Stored data:
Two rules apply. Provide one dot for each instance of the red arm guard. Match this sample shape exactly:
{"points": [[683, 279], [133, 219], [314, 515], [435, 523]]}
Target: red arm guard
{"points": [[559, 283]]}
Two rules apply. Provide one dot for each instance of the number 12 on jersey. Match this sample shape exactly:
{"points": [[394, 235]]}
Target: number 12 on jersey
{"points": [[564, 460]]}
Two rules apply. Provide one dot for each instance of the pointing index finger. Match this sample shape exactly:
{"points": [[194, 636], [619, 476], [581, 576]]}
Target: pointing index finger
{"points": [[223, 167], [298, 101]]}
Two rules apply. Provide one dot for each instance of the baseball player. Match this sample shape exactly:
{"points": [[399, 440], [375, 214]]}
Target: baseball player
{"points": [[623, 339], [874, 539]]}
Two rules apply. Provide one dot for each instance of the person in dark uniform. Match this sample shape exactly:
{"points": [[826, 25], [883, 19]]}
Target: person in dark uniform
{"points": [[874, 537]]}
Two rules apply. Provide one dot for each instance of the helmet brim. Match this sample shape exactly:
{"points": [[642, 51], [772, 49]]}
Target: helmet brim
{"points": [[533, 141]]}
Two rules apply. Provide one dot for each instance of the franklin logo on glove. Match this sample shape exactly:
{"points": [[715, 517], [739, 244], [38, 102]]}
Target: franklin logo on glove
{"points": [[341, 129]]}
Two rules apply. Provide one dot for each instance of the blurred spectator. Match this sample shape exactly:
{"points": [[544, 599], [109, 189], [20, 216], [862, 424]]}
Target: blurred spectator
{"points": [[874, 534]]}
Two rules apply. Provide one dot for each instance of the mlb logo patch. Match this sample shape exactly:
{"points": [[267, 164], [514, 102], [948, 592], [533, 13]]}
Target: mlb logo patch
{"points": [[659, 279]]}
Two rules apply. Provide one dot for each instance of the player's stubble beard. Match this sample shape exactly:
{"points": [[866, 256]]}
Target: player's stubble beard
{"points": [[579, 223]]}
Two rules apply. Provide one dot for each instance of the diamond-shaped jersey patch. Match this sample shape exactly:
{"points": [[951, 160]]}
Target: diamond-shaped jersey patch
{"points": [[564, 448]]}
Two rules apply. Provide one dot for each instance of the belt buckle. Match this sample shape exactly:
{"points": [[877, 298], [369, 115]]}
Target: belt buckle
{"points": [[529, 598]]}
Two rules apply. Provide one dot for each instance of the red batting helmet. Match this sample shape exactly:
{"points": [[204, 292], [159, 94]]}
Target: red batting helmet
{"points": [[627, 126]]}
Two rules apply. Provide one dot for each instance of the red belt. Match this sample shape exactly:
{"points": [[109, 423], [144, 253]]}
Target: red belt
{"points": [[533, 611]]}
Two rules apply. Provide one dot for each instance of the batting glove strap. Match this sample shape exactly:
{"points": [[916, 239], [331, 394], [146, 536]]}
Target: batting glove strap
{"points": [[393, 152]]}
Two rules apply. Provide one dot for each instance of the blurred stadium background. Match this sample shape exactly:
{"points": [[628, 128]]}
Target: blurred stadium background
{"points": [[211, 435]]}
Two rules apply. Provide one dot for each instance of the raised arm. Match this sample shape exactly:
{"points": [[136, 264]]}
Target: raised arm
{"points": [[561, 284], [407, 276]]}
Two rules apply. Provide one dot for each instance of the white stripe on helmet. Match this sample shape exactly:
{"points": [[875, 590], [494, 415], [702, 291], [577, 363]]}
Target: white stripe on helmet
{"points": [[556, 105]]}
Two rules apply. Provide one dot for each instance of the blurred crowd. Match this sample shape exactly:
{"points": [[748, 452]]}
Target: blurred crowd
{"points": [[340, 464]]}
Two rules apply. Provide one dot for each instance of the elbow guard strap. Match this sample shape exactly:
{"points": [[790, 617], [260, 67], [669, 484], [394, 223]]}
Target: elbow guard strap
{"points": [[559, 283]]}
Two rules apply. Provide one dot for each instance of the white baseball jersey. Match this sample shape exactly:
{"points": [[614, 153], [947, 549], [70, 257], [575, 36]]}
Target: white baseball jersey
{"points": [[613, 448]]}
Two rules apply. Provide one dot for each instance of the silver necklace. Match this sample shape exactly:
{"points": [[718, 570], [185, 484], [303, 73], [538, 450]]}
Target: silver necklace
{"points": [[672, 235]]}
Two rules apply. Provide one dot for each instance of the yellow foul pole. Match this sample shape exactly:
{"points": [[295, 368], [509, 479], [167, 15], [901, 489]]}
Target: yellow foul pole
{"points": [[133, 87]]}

• _HOW TO COMPLETE THIS TASK_
Each entry above, in full, should be output exactly as it reads.

• _OUTPUT_
Two rules apply. Provide one dot for each instance of the red arm guard. Match this sample shape exactly:
{"points": [[683, 279], [133, 219], [314, 515], [435, 523]]}
Target: red arm guard
{"points": [[559, 283]]}
Two rules apply. Provide one dot for each instance of the number 12 on jersey. Match this sample shape exactly:
{"points": [[394, 235]]}
Target: number 12 on jersey
{"points": [[564, 460]]}
Two rules apply. Provide one dot for each instance of the pointing index finger. Match this sample shape exactly:
{"points": [[194, 636], [619, 476], [581, 576]]}
Target: pointing index finger
{"points": [[223, 167], [298, 101]]}
Two rules apply. Provide one dot for each instance of the baseball player. Match this sample shape exactly:
{"points": [[399, 440], [375, 214]]}
Target: baseball player
{"points": [[623, 339], [874, 539]]}
Two rules apply. Provide one dot for each instance of the person in dark uniform. Match this sample shape exactly:
{"points": [[826, 25], [883, 19]]}
Target: person in dark uniform
{"points": [[874, 537]]}
Two rules apply. Provide one dot for each instance of the helmet brim. Match this sample shape exactly:
{"points": [[642, 51], [772, 49]]}
Target: helmet brim
{"points": [[533, 141]]}
Two rules apply. Provide one dot for each instance of the franklin logo on glove. Match this sample shape exactly:
{"points": [[715, 517], [739, 244], [38, 102]]}
Target: franklin logo on glove
{"points": [[341, 129]]}
Two rules apply. Provide one dot for each instance of the blurred spectator. Match this sample shape exactly:
{"points": [[544, 599], [109, 189], [20, 216], [862, 424]]}
Target: blurred spectator
{"points": [[874, 534]]}
Two rules apply. Provide one dot for each instance of the mlb logo patch. Match this sample shape exactly:
{"points": [[267, 164], [514, 102], [948, 592], [533, 13]]}
Target: mlb logo patch
{"points": [[659, 279]]}
Two rules apply. Provide one dot for each instance of the player's stubble beard. Match this sample shape exactly:
{"points": [[866, 256]]}
Target: player's stubble beard
{"points": [[579, 223]]}
Two rules apply. Provide one dot for each instance of the diamond-shaped jersey patch. Match this sample shape exactly:
{"points": [[951, 160]]}
Target: diamond-shaped jersey patch
{"points": [[564, 448]]}
Two rules apply. Provide one dot for each instance of the belt buckle. Match this sample shape exactly:
{"points": [[877, 298], [369, 115]]}
Target: belt buckle
{"points": [[529, 598]]}
Two rules apply. Provide one dot for each instance of the red batting helmet. Match this sample shape exactly:
{"points": [[204, 292], [159, 94]]}
Target: red batting helmet
{"points": [[627, 126]]}
Two rules apply. Provide one dot for each instance of the red belt. Match this sample shape exactly:
{"points": [[109, 423], [144, 253]]}
Target: red belt
{"points": [[533, 611]]}
Two rules apply. Provide one dot for each instance of the batting glove strap. Match this sample shape exactly:
{"points": [[916, 239], [331, 394], [146, 536]]}
Target: batting glove strap
{"points": [[393, 152]]}
Two rules apply. Provide one dot for each instance of the blurred stadium background. Match this sample shape exactly:
{"points": [[628, 128]]}
Target: blurred stadium background
{"points": [[211, 435]]}
Two rules apply. Provide one dot for each instance of the raised arm. Match this sample shape exactly:
{"points": [[136, 264]]}
Target: raised arm
{"points": [[561, 284], [407, 276]]}
Two rules apply. Provide one dot for each instance of the white stripe on helmet. Match this sample shape exactly:
{"points": [[875, 590], [494, 415], [702, 291], [577, 363]]}
Target: white stripe on helmet
{"points": [[556, 105]]}
Two rules apply. Provide one dot for each instance of the blurred crowd. Match this sample shape exactly:
{"points": [[748, 452]]}
Target: blurred crowd
{"points": [[340, 464]]}
Two rules apply. Provide one dot for each instance of the elbow guard strap. Match this sample shape exactly:
{"points": [[790, 617], [260, 67], [669, 484], [394, 223]]}
Target: elbow guard strap
{"points": [[559, 283]]}
Two rules apply. Provide one dot for each instance of the white baseball jersey. Match this sample shape exactly:
{"points": [[614, 153], [947, 549], [70, 257], [575, 36]]}
Target: white baseball jersey
{"points": [[613, 448]]}
Two rules apply. Provide one dot for each instance of the silver necklace. Match this sample shape exactly:
{"points": [[718, 570], [185, 484], [303, 73], [538, 450]]}
Target: silver necklace
{"points": [[672, 235]]}
Two rules apply. Provide one dot for each instance of the yellow foul pole. Match this sample shape exactly:
{"points": [[295, 368], [509, 479], [167, 15], [901, 489]]}
Target: yellow foul pole
{"points": [[133, 87]]}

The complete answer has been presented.